** Work to complete **
A) In the bullying post, what did a few girls do to the writer in grade two?
B) List every way the writer of the bullying post says they were mistreated while growing up.
C) Extend the bullying post from its final sentence.

** Opening Provided text block **

Wednesday, 15 May 2013

Bullying

I was bullied a lot when I was young . I remember being in JK and SK, and some kids were calling me fat. In grade two, a few girls teased me by putting grapes down my back when I was not looking. In elementary school, no one picked me to be on their team for sports or in gym class. In grade seven and eight, my teachers told me that I was going to fail gym because I could not perform as well as the other atheletes. In grade eight, a boy who I had a crush on told me that he could never like me because I had 'too big thighs'.

I hate bullying. Why do people (and kids included) have to be so mean? Honestly, why can't we just mind our own business and let people live their lives, without making fun of others? I cannot stand seeing others get bullied. When I volunteer, I try my best to help kids accept one another and to avoid any teasing. Words really do hurt. Sometimes, all it takes is for a mean person to say one thing - one simple word or phrase - and already, someone is hurt inside. And who knows what this can lead to? Stress, eating disorders, pain, poor academic performance, poor relationships, sadness, depression, anxiety, and even suicide. What is even more concerning is that some people are completely unaware that what they are doing or saying is hurting others.

** Closing Provided text block **
** Opening Supplied records block **

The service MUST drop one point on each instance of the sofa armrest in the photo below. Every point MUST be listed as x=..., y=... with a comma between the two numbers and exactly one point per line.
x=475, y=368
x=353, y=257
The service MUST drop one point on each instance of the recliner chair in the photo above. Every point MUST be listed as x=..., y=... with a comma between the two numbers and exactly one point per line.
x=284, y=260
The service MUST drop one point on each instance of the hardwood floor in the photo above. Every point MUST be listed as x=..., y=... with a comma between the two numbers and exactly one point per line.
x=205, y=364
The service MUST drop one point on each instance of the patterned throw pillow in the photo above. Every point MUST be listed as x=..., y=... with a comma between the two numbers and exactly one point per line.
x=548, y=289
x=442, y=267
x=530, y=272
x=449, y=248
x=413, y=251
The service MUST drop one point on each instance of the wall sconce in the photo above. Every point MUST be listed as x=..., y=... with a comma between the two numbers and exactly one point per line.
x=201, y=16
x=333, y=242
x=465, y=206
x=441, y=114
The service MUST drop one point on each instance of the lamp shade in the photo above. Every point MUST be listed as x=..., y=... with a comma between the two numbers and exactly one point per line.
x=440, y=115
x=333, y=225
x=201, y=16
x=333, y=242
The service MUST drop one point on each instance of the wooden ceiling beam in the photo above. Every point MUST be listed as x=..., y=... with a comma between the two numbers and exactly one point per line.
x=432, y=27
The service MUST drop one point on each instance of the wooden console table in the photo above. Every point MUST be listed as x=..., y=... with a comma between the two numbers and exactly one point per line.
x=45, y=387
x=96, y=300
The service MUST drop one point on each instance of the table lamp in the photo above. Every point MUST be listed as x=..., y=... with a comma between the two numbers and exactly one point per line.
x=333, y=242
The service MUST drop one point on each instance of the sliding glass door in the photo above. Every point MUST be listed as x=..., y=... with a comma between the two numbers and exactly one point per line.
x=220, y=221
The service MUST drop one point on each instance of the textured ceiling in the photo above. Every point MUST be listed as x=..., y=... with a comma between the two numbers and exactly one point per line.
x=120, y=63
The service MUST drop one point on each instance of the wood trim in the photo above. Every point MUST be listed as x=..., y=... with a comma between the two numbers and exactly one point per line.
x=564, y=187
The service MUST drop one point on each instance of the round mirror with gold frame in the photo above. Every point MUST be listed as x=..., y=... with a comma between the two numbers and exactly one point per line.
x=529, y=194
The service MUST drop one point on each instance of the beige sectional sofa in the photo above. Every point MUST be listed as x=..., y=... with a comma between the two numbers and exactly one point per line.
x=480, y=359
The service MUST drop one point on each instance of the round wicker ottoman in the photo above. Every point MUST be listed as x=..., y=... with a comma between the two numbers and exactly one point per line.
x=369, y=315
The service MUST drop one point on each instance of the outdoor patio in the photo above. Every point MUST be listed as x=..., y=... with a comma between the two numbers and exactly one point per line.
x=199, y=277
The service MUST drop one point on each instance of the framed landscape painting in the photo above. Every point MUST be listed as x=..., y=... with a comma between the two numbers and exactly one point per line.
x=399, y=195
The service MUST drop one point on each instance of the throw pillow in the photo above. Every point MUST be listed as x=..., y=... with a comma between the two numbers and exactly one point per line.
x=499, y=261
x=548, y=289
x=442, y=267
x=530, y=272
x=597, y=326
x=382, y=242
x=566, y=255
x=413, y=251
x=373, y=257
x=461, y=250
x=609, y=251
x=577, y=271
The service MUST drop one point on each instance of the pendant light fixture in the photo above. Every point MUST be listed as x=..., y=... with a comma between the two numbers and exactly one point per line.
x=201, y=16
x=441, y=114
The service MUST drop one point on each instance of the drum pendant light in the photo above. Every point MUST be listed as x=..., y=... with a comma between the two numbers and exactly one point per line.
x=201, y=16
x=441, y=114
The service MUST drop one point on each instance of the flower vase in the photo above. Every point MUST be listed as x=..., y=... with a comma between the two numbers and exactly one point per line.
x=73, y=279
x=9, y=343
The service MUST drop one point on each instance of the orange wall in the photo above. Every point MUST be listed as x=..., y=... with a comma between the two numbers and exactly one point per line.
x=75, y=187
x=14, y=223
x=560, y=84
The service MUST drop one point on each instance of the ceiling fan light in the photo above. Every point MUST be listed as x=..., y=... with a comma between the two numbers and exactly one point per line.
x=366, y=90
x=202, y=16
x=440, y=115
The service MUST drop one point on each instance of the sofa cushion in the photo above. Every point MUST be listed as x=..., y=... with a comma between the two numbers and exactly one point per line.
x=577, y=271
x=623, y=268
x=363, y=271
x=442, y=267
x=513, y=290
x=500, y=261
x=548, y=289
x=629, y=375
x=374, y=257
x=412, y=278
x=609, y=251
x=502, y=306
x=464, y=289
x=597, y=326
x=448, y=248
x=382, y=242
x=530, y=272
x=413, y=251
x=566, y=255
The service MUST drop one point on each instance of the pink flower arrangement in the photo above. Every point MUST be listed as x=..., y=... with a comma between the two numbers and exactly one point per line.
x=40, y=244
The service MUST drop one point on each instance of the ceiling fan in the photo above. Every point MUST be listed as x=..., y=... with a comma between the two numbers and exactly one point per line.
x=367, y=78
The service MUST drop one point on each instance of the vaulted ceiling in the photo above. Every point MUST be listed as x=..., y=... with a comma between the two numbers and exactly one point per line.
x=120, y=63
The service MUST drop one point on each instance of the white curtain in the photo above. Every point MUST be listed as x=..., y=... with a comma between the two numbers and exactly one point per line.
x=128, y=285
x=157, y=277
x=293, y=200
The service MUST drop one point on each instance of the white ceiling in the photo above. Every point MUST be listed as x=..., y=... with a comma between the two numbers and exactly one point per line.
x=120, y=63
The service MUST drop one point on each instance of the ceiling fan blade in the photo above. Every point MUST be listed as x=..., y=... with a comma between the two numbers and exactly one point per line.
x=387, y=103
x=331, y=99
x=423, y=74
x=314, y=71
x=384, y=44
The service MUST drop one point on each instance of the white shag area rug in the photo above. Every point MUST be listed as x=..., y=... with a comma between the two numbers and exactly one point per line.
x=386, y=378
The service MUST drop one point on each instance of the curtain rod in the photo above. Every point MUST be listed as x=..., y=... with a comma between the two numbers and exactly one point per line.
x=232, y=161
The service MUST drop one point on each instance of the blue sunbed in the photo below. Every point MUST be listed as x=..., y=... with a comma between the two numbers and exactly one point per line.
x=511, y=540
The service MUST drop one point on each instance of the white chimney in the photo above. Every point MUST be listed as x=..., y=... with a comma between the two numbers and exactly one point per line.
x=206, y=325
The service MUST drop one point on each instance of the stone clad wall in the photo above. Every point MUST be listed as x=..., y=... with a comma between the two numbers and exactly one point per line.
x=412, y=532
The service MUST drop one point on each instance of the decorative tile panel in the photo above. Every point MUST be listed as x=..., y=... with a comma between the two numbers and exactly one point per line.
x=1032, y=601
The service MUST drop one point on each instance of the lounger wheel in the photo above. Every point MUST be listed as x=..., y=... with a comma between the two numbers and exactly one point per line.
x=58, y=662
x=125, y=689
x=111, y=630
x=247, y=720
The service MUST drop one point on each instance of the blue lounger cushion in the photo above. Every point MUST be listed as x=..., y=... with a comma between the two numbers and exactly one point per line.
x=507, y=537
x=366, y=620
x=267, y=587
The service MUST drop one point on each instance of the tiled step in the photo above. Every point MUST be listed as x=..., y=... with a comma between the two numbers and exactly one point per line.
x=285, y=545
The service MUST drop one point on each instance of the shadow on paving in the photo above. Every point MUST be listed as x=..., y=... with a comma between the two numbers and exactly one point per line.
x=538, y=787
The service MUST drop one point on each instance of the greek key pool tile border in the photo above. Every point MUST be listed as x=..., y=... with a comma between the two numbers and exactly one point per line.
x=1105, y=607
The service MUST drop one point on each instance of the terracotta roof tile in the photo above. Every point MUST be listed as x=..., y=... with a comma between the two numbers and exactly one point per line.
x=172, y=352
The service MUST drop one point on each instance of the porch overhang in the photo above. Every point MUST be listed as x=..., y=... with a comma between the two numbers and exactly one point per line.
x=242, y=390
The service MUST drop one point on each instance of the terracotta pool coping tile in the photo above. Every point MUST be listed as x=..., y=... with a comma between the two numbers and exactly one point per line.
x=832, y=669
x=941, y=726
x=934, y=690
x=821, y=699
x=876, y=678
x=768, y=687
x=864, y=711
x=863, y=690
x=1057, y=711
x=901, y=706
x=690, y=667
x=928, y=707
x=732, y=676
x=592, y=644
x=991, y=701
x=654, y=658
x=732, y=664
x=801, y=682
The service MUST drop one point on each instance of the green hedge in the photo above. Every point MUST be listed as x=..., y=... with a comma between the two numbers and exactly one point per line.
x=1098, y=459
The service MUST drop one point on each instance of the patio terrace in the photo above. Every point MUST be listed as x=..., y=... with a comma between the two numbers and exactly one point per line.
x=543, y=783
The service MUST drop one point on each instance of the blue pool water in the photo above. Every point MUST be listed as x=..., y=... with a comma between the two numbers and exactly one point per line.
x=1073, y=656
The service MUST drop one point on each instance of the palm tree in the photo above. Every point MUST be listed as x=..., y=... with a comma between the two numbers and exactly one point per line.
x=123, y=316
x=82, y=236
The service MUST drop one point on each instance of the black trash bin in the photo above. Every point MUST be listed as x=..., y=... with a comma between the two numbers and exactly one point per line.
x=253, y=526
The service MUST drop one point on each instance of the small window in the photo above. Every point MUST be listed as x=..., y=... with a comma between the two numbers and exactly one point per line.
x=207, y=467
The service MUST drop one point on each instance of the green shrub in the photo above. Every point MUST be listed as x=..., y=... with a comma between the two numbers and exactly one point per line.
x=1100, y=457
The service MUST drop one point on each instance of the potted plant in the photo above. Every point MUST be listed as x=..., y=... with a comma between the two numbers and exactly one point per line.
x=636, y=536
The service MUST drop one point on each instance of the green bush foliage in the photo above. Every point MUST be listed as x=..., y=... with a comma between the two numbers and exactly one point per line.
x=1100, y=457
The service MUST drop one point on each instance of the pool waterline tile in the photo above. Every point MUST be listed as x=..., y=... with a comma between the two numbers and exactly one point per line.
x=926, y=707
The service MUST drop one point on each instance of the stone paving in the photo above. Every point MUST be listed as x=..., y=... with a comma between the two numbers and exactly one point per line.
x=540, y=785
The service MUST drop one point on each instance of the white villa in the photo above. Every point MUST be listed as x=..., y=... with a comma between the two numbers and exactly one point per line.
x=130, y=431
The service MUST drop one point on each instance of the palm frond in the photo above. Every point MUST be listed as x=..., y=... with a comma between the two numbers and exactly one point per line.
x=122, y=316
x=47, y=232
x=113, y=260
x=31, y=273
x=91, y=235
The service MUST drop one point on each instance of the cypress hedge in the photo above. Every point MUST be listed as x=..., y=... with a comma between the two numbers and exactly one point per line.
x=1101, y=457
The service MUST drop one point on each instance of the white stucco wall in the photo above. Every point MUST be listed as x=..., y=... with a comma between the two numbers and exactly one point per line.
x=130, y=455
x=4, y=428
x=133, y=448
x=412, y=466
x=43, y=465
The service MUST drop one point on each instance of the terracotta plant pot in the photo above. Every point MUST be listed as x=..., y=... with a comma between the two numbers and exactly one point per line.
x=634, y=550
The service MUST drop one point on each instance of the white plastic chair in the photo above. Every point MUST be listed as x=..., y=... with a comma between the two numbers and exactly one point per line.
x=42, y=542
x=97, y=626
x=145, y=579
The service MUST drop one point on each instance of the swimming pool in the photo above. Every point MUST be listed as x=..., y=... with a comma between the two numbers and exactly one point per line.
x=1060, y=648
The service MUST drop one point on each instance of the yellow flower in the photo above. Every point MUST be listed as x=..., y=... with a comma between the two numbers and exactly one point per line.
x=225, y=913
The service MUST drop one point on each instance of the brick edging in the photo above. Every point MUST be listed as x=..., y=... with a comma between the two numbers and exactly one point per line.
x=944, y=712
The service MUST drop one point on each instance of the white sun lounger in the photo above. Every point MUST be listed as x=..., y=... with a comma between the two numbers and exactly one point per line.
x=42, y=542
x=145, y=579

** Closing Supplied records block **

** Response list **
A) They put grapes down the writer's back when the writer was not looking.

B)
- Some kids in JK and SK called the writer fat.
- In grade two, a few girls put grapes down the writer's back when the writer was not looking.
- In elementary school, no one picked the writer for their team in sports or gym class.
- In grades seven and eight, teachers said the writer would fail gym for not performing as well as the other athletes.
- In grade eight, a boy the writer had a crush on said he could never like the writer because of "too big thighs."

C)
We need to speak out against bullying. Not only is it wrong, but it is also dangerous and simply unacceptable. This is for kids, but also adults. Adults can be bullies, too. They can bully children - for example, teachers who discourage their students or do not stop bullying in the classroom. Adults can even bully their own children by putting too much expectations on them and not rewarding their kids for being good or special. Adults can also bully other adults. I see this all the time, but it is often not recognized as bullying. Why? Because for some reason, we think that adults are too 'old' or mature to bully. But, let's pretend that you are at work and a co-worker is going for a smoke. You decline because you do not drink or smoke. What happens next? This person teases you and goes around telling others how they cannot believe that you are so 'old-fashioned' or 'cautious'. This is bullying. Or what about being left out of an office conversation because your coworkers think that you are too 'religious' or 'innocent'. That is bullying. And as such, it needs to be recognized and addressed.

I wish I had the ultimate solution to bullying. But I don't. No one does. Sure, we can try educating others, including kids and adults, about why bullying is wrong and why we should not engage in this behaviour. But we also need to target other things. We need to look at WHY bullying happens in the first place. Is the bully insecure in some way? Sometimes people bully because they are unhappy with something in themselves, so they take it out on others who may be better than them in this particulat thing. At other times, people bully because they want to feel strong and powerful, or because they want atttention from others. And lastly, someone might not even know that they are being a bully until someone speaks out! So, if you see bullying, try to step out and say something, it is safe to do so. If not, try to find ways to stop the bullying. And lastly, help the victim. People who are bullied can have a lot of emotions going on - anger, hatred, sadness, stress, frustartion, etc. And they need someone.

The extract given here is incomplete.